▶ [Data records]:
--

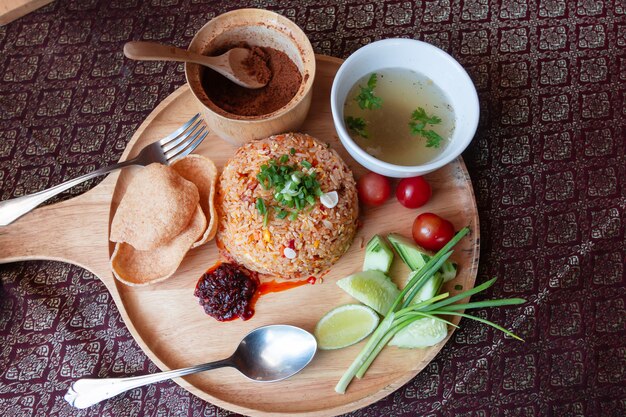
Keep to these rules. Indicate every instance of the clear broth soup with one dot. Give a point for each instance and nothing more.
(389, 134)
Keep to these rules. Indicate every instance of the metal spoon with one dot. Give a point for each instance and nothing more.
(231, 64)
(267, 354)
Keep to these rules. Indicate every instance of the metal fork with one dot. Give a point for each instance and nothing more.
(165, 151)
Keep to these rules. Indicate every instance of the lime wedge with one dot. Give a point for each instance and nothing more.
(373, 288)
(344, 326)
(421, 333)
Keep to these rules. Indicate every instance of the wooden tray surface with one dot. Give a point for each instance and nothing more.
(171, 327)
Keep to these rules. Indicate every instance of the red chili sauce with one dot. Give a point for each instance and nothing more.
(226, 291)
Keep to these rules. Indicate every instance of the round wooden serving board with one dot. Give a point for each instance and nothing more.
(172, 328)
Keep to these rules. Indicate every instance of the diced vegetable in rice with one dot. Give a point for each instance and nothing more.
(259, 235)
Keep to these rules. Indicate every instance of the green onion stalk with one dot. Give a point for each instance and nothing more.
(402, 313)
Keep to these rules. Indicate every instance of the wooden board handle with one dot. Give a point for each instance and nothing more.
(69, 231)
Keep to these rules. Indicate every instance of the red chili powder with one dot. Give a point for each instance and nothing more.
(285, 80)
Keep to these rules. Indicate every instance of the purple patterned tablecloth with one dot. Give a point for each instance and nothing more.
(547, 165)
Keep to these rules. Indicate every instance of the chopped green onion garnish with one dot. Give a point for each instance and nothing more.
(291, 187)
(260, 205)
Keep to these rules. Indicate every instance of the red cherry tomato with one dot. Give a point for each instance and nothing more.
(431, 231)
(413, 192)
(373, 188)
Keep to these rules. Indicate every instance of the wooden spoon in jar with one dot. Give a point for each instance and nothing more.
(233, 65)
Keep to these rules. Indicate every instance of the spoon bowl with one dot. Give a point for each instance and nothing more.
(275, 352)
(266, 354)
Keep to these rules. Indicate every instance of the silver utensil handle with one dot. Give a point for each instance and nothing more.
(89, 391)
(11, 210)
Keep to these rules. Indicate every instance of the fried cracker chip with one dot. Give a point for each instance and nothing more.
(203, 173)
(136, 267)
(157, 206)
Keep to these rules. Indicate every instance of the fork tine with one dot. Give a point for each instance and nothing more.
(189, 139)
(182, 138)
(190, 148)
(178, 131)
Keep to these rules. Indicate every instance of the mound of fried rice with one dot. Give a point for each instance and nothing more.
(319, 236)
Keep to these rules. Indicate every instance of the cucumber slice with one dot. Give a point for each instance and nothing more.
(372, 288)
(378, 255)
(420, 334)
(416, 257)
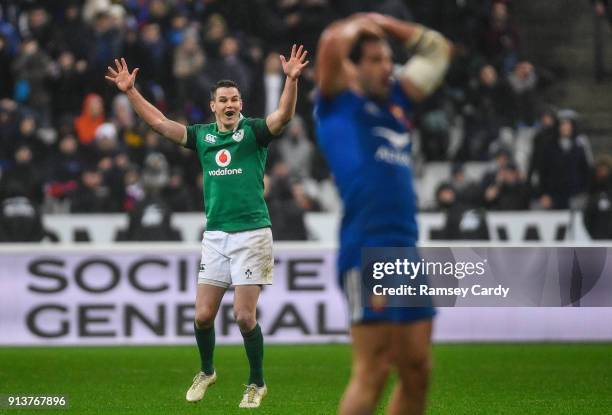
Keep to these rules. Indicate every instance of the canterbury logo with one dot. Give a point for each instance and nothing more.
(397, 140)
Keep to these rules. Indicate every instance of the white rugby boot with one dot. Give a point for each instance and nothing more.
(253, 395)
(201, 382)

--

▶ [Your goal]:
Quote every entry above verbatim, leaving out the pictures.

▶ [Output for this task]:
Keep to these rules. Indicate every instance of the clear broth soup with one dot. Give a point for each instance and nothing more.
(389, 134)
Keep to these rules. Indicate every instance of the metal spoon with one dot. Give a point for each instance and nothing more.
(231, 64)
(267, 354)
Keep to these rules. Indicate every instance of the metal fork with one dot. Give a point for each instance and nothing more.
(165, 151)
Keep to these rules. Indicate every instance of the lime wedge with one dot. Give a point for each instance and nothing more.
(373, 288)
(344, 326)
(421, 333)
Keep to these rules. Indicate every instance of the wooden tray surface with one dot. Give a point for each instance and nothing more.
(171, 327)
Keep to these rules. Indicate every instance of the red chili sauce with one dot. Give a point for each instance and nothing more.
(226, 291)
Keep to these rules. Indicate every instance of the round wooden serving board with one dot. Give a point for each instance and nothing more.
(172, 328)
Keep to these rules. Indicate every instance of the diced vegetable in rice with one dot. Give a point for each instance and nothing more.
(259, 235)
Keep to these rules. Indicate every instance of the green onion stalk with one dot. Give a point for each instance and nothing more.
(402, 313)
Keep to these rules. Indicate every instance of the wooden board handle with one dot. Give a point for each instance and nothing more.
(69, 231)
Keep to these rules. Indicate every instance of the red chili powder with one dot. Give a point for each instance and nothing more.
(285, 80)
Keep to these rules. Indicate every instance of the purple patterned tablecloth with one dot. Give a point for each instance and nothing more.
(547, 165)
Keep to these rules. Indicate every instance of the chopped green onion garnish with one dot. Give a point for each instance and nothing more.
(291, 187)
(260, 205)
Keep to these rules. Indicate every instance of the red cherry tomato with one dot. Give a point for each instance and nothing more.
(431, 231)
(413, 192)
(373, 188)
Keep to these rules. Indicate every instance of the wooden spoon in jar with one dot. Give a point for each instance and nothing more.
(233, 65)
Keep to these rules. Indicate every instance of the spoon bowl with one dot. Give a point for each instance and nothing more.
(275, 352)
(266, 354)
Keep to these rules. Indicate every instance of the silver utensil handle with one dot. Give a point for each instance and nothing more.
(89, 391)
(11, 210)
Keep to these rules. Indicate every instance of the fried cracker chip with one dot. Give a point for each instance and nothing more.
(203, 173)
(136, 267)
(157, 206)
Keep to these rules. Indicate every instance of the fork tine with one dot. Give a point for each instance and nothing more.
(189, 139)
(182, 138)
(190, 148)
(178, 131)
Keep to these rules. Indicate every instance of the mound of fried rice with one dot. Give a point for each instance and nothing more.
(319, 236)
Keep to these rules. Indicate every instance of the cucumber slice with one dot. Give a point for each instance and nothing more.
(372, 288)
(378, 255)
(420, 334)
(416, 257)
Keep to these rules. Indicate every instance of the canterbury logo with one dot. Give a point for each instance and nothing more.
(397, 140)
Keep to these rules. Indicate every instance of the white rugby boot with one dot. Give a point for each instance and nothing more.
(253, 395)
(201, 382)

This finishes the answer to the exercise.